Copy the entries from the very beginning through the line containing "[0,307,125,374]", putting "customer" wherever "client" appears and changing nothing else. Leave the pictures out of your copy.
....................
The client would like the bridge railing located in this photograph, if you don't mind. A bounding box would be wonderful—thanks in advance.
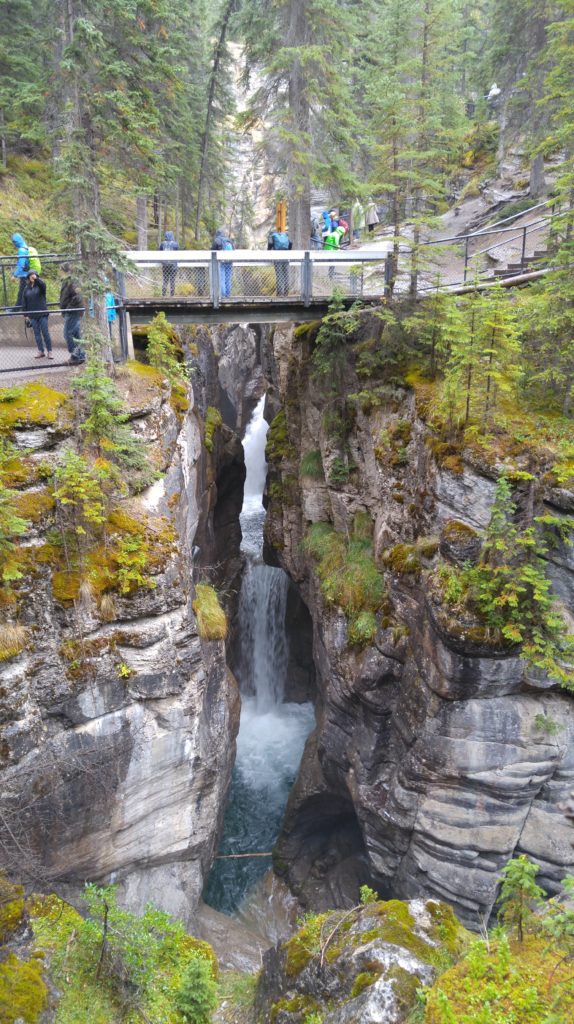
[118,249,390,308]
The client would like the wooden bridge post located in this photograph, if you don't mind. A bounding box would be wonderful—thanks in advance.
[210,252,221,309]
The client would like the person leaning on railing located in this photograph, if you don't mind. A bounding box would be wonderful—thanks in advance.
[21,270,53,359]
[59,263,86,366]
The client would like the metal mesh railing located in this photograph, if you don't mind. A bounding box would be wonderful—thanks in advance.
[124,249,388,306]
[0,307,125,374]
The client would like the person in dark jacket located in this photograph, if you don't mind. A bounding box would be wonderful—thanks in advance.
[21,270,53,359]
[267,231,293,295]
[211,227,235,299]
[59,263,86,366]
[160,231,179,295]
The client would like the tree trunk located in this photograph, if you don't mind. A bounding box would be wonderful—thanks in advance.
[195,0,236,242]
[0,110,7,170]
[136,196,147,250]
[530,153,546,199]
[285,0,311,249]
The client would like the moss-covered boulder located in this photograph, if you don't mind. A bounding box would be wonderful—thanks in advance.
[257,900,468,1024]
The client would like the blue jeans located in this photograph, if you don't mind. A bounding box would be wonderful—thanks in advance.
[63,313,86,362]
[31,316,52,352]
[219,263,233,299]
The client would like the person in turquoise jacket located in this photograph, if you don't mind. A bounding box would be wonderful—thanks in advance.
[12,231,30,309]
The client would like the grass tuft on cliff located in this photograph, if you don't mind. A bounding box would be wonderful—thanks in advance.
[304,520,386,646]
[192,583,227,640]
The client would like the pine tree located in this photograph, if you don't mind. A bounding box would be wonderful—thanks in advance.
[241,0,356,248]
[498,853,546,942]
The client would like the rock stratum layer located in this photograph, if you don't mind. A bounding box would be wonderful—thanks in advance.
[266,323,574,928]
[0,350,245,922]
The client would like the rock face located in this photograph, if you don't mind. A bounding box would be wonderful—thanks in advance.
[256,900,463,1024]
[0,364,242,922]
[266,315,574,928]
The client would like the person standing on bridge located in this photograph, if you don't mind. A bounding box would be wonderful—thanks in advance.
[59,263,86,366]
[267,231,293,295]
[211,227,235,299]
[12,231,30,309]
[21,270,53,359]
[160,231,179,295]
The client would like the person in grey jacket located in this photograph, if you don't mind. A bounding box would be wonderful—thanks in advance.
[21,270,53,359]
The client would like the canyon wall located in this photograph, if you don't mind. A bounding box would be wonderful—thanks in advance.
[0,330,257,922]
[266,321,574,928]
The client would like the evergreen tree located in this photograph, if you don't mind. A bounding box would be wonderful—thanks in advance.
[241,0,356,248]
[498,853,546,942]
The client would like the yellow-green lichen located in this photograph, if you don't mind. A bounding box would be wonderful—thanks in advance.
[0,953,48,1024]
[192,583,227,640]
[0,381,69,430]
[204,406,223,452]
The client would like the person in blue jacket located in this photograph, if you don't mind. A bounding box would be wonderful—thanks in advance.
[160,231,179,295]
[211,227,235,299]
[12,231,30,309]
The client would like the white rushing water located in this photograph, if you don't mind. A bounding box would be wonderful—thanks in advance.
[206,397,315,912]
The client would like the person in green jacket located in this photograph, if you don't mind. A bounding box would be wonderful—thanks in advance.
[323,227,345,281]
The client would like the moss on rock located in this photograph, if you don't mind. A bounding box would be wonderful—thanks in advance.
[0,381,70,431]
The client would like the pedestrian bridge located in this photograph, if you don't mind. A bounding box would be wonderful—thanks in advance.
[119,249,391,325]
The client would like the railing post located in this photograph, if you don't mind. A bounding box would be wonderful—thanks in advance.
[462,234,469,284]
[301,252,313,306]
[385,253,393,299]
[520,225,526,270]
[210,252,221,309]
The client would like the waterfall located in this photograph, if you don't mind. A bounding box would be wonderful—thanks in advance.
[205,397,315,913]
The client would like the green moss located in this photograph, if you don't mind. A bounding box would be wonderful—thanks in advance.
[305,522,386,627]
[285,913,328,978]
[293,321,321,341]
[373,899,433,964]
[269,993,319,1024]
[0,953,48,1024]
[383,544,422,574]
[13,488,55,523]
[426,900,469,956]
[442,519,479,544]
[425,934,574,1024]
[204,406,223,452]
[0,381,69,431]
[265,409,297,463]
[347,611,378,647]
[192,583,227,640]
[0,871,24,943]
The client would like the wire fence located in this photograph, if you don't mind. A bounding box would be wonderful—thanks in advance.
[0,305,127,374]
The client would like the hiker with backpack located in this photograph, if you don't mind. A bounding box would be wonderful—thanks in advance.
[211,227,235,299]
[160,231,179,295]
[311,214,323,249]
[59,263,86,367]
[21,270,53,359]
[267,230,293,295]
[12,231,42,309]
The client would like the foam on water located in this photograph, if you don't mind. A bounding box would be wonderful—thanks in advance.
[204,398,315,913]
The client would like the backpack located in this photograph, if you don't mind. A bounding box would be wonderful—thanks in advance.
[271,231,289,249]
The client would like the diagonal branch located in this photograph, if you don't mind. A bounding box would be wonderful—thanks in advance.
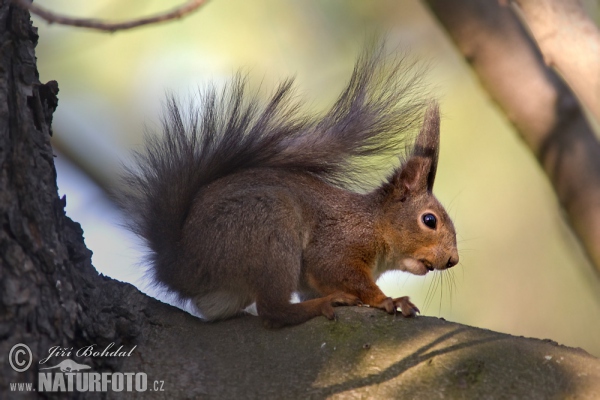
[13,0,208,32]
[512,0,600,121]
[427,0,600,272]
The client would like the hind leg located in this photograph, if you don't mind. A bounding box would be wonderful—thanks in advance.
[192,290,253,321]
[256,292,361,328]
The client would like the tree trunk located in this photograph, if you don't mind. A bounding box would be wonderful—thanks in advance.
[0,0,600,399]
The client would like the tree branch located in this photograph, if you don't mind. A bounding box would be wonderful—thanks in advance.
[13,0,208,32]
[512,0,600,121]
[427,0,600,272]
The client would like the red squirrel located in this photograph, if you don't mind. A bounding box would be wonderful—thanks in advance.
[122,48,459,327]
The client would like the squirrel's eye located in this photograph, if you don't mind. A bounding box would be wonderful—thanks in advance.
[422,214,437,229]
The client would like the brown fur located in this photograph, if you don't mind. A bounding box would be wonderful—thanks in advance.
[118,47,458,327]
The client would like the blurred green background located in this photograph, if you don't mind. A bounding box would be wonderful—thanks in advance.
[34,0,600,356]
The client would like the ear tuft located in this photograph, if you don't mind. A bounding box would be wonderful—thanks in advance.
[407,101,440,192]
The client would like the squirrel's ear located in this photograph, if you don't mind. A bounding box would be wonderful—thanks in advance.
[390,102,440,197]
[406,101,440,192]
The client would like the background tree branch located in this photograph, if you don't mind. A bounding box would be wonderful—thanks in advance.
[13,0,207,32]
[511,0,600,121]
[427,0,600,272]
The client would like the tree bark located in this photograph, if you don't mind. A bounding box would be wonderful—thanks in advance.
[427,0,600,273]
[0,0,600,399]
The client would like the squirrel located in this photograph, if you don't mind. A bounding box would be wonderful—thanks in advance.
[120,48,459,327]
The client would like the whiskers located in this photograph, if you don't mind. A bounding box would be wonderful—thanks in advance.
[423,263,462,316]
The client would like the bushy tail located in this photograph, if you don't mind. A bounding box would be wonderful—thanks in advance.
[120,46,427,272]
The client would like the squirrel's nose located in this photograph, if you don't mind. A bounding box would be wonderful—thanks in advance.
[446,254,458,268]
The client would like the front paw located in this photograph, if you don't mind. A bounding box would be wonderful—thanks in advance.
[393,296,421,317]
[374,297,396,314]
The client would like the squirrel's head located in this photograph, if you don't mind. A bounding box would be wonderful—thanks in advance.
[377,103,458,275]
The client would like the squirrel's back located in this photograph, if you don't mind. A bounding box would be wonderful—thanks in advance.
[120,46,427,310]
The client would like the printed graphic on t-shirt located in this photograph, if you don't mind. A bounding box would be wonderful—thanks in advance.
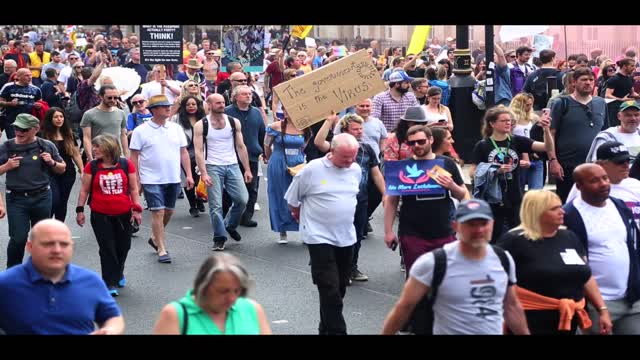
....................
**OUTPUT:**
The customer would like the bridge railing located in this photograph, if you don't mind. A bounding box would be wonderful—thanks in advance.
[118,249,390,308]
The customer would like the wooden bridge post located in this photograph, if you don't mind. A bounding box would be wonderful—thanks in advance.
[210,252,221,309]
The customer would like the person leaning on railing located in this photograph, if you don't mind. A bounding box would be wonderful—thanks in advance.
[21,270,53,359]
[59,263,86,366]
The customer would like the metal mesh railing located in this photograph, if you don't mind. A bounding box would be wonderful—thanks in advance.
[124,249,388,306]
[0,307,125,374]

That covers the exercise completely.